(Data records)

..............................

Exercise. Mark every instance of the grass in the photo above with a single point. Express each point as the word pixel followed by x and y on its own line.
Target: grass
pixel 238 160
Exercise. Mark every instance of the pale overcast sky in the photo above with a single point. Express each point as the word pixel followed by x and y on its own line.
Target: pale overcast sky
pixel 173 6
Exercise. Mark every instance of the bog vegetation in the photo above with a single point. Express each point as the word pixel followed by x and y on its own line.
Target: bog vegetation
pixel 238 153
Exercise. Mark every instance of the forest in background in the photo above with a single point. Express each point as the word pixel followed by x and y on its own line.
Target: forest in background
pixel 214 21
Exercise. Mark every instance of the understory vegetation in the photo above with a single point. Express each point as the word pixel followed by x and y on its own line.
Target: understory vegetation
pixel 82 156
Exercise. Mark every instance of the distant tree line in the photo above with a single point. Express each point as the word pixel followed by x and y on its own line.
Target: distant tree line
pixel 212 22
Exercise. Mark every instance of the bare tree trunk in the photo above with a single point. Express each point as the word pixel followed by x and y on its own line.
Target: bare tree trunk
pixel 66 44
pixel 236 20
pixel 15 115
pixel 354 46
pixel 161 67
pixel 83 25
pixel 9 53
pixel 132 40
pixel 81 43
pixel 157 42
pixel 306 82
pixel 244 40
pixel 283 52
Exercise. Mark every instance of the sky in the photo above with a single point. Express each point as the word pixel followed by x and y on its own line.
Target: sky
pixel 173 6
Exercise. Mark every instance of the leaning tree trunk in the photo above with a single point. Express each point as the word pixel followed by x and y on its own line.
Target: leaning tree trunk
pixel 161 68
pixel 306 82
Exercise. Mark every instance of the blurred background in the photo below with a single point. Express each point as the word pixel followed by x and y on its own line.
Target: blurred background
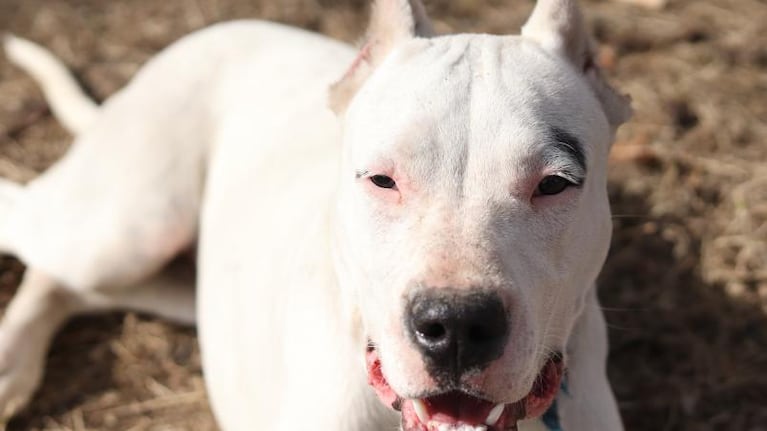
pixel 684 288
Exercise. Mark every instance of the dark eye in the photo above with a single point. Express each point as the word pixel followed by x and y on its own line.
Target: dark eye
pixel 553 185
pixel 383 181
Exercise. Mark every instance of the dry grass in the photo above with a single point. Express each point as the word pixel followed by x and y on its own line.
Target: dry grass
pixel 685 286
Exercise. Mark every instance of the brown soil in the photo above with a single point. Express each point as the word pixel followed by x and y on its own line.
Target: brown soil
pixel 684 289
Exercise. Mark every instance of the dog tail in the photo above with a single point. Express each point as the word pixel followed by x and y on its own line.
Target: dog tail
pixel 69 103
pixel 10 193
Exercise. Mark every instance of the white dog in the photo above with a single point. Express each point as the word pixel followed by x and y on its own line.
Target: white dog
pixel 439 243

..............................

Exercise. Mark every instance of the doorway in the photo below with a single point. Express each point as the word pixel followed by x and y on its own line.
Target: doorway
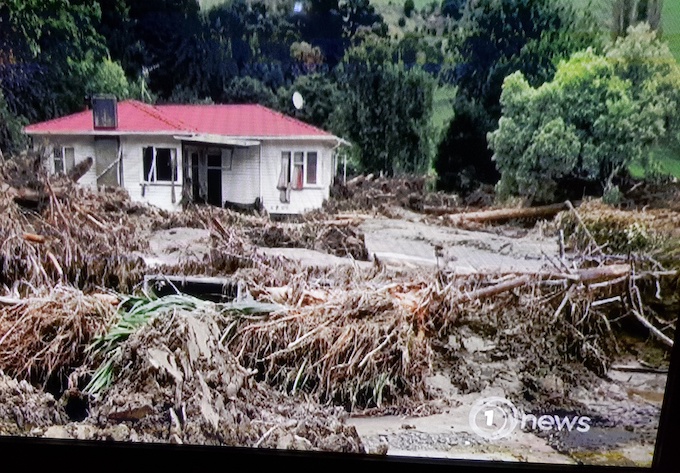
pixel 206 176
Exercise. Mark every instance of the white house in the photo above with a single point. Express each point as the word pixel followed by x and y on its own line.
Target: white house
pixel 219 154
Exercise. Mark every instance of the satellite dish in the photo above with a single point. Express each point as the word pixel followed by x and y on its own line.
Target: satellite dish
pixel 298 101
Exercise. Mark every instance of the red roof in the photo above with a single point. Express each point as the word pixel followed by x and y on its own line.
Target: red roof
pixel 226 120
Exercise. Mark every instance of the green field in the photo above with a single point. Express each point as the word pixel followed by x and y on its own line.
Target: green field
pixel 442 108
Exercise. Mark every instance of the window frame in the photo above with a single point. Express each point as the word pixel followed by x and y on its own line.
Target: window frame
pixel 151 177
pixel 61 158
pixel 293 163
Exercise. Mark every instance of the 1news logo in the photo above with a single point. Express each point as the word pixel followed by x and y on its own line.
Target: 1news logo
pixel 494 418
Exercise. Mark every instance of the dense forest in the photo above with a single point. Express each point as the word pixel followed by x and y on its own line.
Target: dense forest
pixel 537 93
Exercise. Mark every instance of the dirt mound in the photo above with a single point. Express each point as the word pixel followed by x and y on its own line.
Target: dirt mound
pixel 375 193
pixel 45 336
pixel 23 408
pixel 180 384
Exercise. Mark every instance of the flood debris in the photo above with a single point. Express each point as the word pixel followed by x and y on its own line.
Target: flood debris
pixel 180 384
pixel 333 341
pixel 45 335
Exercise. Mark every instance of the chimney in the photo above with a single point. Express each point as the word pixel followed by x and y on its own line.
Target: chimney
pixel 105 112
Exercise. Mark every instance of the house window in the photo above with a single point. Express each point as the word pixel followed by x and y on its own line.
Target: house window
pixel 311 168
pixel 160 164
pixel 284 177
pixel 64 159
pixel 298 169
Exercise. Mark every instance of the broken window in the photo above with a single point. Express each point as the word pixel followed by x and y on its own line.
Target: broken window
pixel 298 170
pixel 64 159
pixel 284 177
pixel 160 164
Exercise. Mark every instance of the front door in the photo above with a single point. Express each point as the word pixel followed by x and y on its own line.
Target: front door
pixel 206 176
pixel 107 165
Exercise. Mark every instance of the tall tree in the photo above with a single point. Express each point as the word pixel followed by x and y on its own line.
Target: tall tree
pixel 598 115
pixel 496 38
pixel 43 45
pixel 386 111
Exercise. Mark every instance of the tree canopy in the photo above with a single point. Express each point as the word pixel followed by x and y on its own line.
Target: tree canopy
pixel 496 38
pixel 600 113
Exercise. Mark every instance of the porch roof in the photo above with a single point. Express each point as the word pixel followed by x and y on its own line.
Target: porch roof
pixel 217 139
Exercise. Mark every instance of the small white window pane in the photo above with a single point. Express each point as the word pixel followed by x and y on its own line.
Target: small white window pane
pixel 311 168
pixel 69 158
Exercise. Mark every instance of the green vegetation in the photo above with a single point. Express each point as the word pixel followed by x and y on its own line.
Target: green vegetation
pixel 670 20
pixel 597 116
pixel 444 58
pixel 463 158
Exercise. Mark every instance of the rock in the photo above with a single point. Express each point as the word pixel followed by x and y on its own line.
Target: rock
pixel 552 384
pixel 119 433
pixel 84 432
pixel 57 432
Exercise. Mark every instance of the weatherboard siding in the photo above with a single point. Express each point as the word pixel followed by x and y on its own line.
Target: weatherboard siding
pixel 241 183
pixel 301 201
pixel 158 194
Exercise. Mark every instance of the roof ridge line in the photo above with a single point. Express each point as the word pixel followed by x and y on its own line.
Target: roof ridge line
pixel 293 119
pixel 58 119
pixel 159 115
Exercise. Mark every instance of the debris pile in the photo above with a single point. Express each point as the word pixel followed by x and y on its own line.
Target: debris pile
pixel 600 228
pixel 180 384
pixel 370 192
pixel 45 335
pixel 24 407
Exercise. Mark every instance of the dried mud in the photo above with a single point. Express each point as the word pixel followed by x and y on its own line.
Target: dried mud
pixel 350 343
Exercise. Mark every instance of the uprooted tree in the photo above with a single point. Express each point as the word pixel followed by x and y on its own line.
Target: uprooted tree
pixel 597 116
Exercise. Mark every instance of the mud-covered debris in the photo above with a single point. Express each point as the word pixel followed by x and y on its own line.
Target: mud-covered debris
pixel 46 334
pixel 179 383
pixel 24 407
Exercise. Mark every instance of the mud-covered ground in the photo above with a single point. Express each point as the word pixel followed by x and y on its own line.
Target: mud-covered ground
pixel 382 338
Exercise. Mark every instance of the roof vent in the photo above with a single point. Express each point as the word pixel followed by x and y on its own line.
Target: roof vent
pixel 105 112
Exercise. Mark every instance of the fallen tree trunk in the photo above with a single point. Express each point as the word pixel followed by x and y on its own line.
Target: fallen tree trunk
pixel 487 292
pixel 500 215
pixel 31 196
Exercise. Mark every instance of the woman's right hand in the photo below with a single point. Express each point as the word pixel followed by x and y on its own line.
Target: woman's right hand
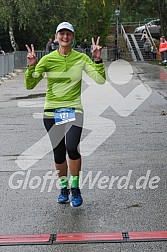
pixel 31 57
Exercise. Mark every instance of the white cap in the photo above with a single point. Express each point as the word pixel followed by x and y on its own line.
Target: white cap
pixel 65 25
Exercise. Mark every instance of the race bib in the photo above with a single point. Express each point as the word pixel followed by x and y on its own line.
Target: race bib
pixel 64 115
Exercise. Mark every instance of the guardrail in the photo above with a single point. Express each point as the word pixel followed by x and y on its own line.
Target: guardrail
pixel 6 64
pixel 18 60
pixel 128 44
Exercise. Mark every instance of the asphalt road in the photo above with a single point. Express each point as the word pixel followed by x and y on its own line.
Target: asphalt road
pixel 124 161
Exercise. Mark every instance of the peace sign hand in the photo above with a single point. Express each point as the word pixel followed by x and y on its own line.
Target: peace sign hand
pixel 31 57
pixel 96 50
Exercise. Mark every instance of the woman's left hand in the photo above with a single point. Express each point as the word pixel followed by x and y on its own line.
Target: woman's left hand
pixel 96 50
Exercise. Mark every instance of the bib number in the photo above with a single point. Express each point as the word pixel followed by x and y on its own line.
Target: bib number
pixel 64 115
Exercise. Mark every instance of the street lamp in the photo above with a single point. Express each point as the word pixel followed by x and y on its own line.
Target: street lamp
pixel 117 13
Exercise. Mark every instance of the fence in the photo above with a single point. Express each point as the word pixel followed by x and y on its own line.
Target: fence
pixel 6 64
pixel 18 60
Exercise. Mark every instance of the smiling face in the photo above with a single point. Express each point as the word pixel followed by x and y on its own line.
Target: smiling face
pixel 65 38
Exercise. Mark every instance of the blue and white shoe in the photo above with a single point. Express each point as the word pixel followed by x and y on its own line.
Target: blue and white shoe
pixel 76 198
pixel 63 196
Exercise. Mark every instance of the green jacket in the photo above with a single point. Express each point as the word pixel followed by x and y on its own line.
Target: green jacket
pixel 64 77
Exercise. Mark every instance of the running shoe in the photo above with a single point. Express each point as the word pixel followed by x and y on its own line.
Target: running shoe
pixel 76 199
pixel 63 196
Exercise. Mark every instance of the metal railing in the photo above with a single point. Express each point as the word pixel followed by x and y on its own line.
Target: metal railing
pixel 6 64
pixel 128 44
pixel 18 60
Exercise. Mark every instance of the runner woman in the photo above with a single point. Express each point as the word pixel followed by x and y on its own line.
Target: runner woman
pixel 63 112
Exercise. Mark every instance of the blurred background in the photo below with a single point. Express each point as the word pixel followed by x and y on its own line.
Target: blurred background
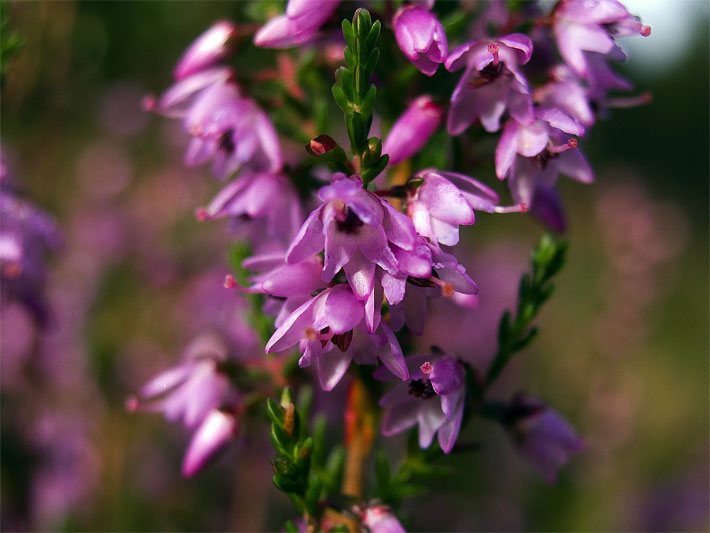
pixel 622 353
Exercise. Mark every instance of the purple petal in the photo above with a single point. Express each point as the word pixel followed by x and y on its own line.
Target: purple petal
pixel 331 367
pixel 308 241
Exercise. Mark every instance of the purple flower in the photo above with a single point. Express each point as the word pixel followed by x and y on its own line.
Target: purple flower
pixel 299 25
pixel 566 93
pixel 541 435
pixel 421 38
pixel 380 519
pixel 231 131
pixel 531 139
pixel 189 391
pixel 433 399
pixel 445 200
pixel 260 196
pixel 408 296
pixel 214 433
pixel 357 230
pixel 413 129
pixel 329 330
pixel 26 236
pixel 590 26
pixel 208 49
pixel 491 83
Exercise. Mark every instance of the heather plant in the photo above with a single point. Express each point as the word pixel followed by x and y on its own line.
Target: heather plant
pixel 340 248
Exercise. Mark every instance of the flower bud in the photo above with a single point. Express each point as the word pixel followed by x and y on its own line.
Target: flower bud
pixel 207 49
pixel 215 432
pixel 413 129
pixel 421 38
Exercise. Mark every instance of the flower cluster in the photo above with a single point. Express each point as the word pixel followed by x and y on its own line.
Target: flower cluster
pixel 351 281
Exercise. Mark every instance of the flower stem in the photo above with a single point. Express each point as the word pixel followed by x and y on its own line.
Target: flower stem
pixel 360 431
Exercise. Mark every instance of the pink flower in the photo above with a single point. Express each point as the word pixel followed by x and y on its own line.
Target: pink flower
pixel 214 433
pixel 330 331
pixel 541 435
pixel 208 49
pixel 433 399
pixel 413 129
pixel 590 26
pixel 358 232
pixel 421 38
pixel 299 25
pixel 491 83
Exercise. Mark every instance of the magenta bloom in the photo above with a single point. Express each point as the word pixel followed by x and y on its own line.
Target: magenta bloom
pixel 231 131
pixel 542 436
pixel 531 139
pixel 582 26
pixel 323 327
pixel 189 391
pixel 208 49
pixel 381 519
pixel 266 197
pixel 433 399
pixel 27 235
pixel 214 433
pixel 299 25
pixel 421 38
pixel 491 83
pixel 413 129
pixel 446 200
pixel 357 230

..............................

Rewrite only the lines in the stretch from the one containing "Exercise. Mark every instance of the flower bud" through the one containing "pixel 360 431", with every "flower" changed to "blossom" and nothing else altered.

Exercise. Mark every instance of the blossom bud in the photo above with a single point. Express each point as the word pixel followed by x and y on its own line.
Target: blossom bud
pixel 207 49
pixel 215 432
pixel 413 129
pixel 421 38
Exercise. Mark every instance of the blossom cluster in the photo above with a single point. Express each point as the word pixel followed by x and y on its own line.
Target: blossom cluster
pixel 351 281
Exercise. Mark every instance of the blossom stem in the photo above with a single point. Express each point as the word pixel followed by x and y on its own line.
Target: blossom stem
pixel 360 431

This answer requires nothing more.